__Prompt__
Copy everything from the row containing "Where is each instance of the crack" down to the end of the rows, including each request line, and shift every coordinate in the answer points up by 60. Leave the sample points inside the requests unchanged.

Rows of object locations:
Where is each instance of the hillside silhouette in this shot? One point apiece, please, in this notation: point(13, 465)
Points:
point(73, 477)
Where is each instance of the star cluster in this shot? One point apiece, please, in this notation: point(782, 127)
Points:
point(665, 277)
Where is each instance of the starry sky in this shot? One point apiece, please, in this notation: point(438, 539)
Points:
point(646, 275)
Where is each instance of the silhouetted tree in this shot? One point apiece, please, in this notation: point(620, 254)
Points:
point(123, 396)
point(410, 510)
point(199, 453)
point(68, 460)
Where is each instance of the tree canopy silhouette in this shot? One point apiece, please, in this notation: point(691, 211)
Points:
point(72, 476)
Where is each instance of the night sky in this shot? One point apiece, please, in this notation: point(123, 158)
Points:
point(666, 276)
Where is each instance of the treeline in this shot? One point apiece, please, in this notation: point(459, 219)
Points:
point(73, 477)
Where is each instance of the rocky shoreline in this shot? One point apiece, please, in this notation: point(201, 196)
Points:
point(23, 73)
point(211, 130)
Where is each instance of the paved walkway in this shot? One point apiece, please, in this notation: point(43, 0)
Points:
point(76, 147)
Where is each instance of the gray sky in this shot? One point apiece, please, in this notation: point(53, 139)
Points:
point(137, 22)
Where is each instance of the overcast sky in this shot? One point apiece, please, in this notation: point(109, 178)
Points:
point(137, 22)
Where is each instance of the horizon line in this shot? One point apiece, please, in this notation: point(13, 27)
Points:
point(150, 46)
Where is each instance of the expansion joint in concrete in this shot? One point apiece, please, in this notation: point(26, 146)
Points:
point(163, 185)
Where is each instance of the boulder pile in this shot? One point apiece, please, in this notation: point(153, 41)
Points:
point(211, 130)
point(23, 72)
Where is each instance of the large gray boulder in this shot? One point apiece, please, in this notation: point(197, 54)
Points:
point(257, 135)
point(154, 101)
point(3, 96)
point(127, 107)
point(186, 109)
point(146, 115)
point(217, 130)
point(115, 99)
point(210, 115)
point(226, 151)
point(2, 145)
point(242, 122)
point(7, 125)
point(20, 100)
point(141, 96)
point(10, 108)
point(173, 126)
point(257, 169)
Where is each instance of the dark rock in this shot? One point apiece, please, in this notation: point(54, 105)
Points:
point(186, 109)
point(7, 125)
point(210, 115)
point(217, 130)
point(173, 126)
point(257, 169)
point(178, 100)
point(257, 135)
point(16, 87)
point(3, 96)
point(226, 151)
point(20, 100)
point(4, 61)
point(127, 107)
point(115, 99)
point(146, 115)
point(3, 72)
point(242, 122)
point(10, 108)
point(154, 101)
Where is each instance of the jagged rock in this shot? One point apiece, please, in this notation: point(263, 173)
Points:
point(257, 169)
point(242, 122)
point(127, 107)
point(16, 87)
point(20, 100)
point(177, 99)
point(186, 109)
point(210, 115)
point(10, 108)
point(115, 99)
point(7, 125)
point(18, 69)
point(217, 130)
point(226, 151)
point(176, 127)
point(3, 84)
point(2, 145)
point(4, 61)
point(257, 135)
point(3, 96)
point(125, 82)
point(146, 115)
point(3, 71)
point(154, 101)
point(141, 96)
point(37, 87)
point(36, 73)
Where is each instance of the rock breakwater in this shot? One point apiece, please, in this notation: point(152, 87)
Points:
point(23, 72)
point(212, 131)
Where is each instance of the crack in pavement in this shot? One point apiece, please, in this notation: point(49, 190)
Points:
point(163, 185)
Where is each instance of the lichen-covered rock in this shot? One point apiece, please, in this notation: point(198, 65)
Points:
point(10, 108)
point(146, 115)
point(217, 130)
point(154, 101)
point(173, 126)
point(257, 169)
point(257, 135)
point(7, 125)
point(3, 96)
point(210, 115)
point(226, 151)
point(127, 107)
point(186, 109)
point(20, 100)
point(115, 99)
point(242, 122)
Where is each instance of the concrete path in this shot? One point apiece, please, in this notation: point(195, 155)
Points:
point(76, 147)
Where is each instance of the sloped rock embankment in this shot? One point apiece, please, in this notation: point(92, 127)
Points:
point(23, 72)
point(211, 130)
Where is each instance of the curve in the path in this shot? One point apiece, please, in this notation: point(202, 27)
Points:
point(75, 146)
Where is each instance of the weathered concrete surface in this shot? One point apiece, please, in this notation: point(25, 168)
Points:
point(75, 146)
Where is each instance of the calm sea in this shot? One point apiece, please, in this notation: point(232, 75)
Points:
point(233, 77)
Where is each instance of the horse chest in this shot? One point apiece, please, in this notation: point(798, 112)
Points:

__Output for this task__
Where is each instance of the crack in pavement in this shot? One point apiece, please, in this notation: point(49, 190)
Points:
point(223, 245)
Where is each instance of the lichen-covered rock in this shot? One point apiece, please, in this notation: point(198, 65)
Points:
point(70, 168)
point(206, 175)
point(277, 190)
point(214, 161)
point(233, 186)
point(317, 229)
point(317, 195)
point(67, 185)
point(63, 156)
point(270, 175)
point(286, 211)
point(187, 167)
point(246, 169)
point(80, 160)
point(175, 159)
point(302, 182)
Where is each instance of the concrete path in this shot? One point apiece, please, in this notation: point(195, 155)
Points:
point(136, 207)
Where is each instance of the sloped rock embankment in this shot? One point apiece, please, in this notation: point(92, 127)
Points:
point(83, 132)
point(271, 190)
Where is each instance of the curve in the path in this shot? One point apiece, please, in this notation: point(202, 27)
Points:
point(135, 206)
Where is each instance of the weathered concrete surface in this shot? One point apiece, please, in this notation: point(25, 168)
Points:
point(135, 206)
Where is each instance of the calm sea in this shot? One point apiece, please, in this notation: point(232, 75)
Points:
point(293, 137)
Where is each instance of the horse chest in this shot? One point apiece, please, in this notation: point(798, 112)
Points:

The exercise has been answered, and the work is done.